Task instructions:
An exact transcription of all the data is the expected reply.

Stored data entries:

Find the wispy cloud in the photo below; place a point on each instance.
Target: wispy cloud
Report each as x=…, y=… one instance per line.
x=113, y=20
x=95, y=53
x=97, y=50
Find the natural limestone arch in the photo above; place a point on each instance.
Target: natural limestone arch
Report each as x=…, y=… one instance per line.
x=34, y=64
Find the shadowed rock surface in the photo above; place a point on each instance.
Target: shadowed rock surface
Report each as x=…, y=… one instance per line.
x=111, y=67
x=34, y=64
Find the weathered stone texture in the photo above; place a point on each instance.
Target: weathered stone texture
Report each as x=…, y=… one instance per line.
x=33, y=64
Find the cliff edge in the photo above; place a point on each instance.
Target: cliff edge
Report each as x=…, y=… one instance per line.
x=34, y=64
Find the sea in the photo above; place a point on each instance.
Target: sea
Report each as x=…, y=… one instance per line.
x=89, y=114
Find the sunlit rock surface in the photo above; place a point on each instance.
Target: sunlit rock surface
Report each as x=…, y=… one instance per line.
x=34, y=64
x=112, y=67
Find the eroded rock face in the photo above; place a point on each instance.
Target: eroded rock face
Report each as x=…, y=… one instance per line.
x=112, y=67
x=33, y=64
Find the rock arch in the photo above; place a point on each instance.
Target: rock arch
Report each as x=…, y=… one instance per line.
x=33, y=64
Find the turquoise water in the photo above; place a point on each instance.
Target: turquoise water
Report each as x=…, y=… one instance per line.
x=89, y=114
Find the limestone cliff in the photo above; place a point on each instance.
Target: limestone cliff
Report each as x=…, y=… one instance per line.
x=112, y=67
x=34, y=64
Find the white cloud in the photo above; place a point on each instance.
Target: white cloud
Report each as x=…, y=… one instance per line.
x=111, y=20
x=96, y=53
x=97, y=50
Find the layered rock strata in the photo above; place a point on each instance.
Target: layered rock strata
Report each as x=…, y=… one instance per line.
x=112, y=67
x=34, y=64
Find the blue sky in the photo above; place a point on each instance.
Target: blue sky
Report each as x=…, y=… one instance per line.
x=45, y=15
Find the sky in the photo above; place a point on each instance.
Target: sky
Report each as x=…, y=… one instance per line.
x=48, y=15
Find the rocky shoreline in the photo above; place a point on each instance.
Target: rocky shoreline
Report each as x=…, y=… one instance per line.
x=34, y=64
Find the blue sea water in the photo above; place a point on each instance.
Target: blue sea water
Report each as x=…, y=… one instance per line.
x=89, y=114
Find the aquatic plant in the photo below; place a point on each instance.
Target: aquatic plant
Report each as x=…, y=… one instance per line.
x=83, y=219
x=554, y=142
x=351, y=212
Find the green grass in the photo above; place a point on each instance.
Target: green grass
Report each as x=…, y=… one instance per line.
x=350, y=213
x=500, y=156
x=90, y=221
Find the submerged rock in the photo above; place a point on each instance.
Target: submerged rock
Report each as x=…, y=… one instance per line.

Solution to this problem:
Find the wispy cloud in the photo below; place a point on each instance.
Target: wispy cloud
Report each as x=…, y=… one instance per line.
x=113, y=20
x=95, y=53
x=97, y=50
Find the natural limestone arch in the photo above; place a point on each instance.
Target: natural limestone arch
Report each as x=…, y=… one instance per line.
x=34, y=64
Find the shadowed rock surface in the photo above; place a point on each instance.
Target: shadowed rock surface
Report each as x=…, y=… one instance per line.
x=111, y=67
x=34, y=64
Find the weathered stone texture in the photo above; place a point on each instance.
Target: weathered stone texture
Report each as x=…, y=… one instance per line.
x=33, y=64
Find the cliff edge in the photo above; place a point on each instance.
Target: cliff edge
Report each as x=…, y=… one instance per line.
x=34, y=64
Find the sea in the photo above; place a point on each instance.
Target: sea
Report each as x=…, y=… one instance per line.
x=89, y=114
Find the sunlit rock surface in the photo above; place a point on each instance.
Target: sunlit rock surface
Report each as x=…, y=… one instance per line.
x=34, y=64
x=112, y=67
Find the eroded rock face in the photo above; place a point on each instance.
Target: eroded rock face
Report each as x=…, y=… one instance per line.
x=112, y=67
x=33, y=64
Find the rock arch in the photo above; place a point on each instance.
Target: rock arch
Report each as x=…, y=… one instance per line.
x=33, y=64
Find the turquoise water in the photo above; place a point on each instance.
Target: turquoise water
Report each as x=…, y=… one instance per line.
x=89, y=114
Find the limestone cliff in the photo above; place a point on each instance.
Target: limestone cliff
Report each as x=…, y=… one instance per line.
x=112, y=67
x=34, y=64
Find the white cloud in the photo above; place a point on each instance.
Target: white cloud
Report each as x=…, y=… one instance per line.
x=111, y=20
x=96, y=53
x=97, y=50
Find the layered rock strata in the photo above; place a point on each instance.
Target: layered rock strata
Report each as x=…, y=… one instance per line.
x=112, y=67
x=34, y=64
Find the blue sky in the photo above; place a point on each instance.
Target: blue sky
Report each as x=…, y=… one instance per line.
x=45, y=15
Find the sky in the photo above; place a point on each instance.
Target: sky
Report each as x=…, y=… one instance per line.
x=48, y=15
Find the rocky shoreline in the photo above; place a point on each instance.
Target: rocky shoreline
Report each as x=…, y=… one instance per line.
x=34, y=64
Find the blue sea water in the photo above; place a point on each instance.
Target: blue sea water
Report each as x=…, y=… one instance per line.
x=89, y=114
Find the aquatic plant in the photo below; place a point on each instance.
Target: aquatic plant
Report each as x=…, y=… one instance per line.
x=83, y=219
x=554, y=142
x=351, y=212
Find the green grass in the photo above; place a point on each instance.
Target: green grass
Report each as x=…, y=… one instance per line.
x=350, y=213
x=500, y=156
x=90, y=221
Find the submerged rock in the photo above; place a point on each instance.
Target: submerged rock
Report each as x=…, y=… one instance per line.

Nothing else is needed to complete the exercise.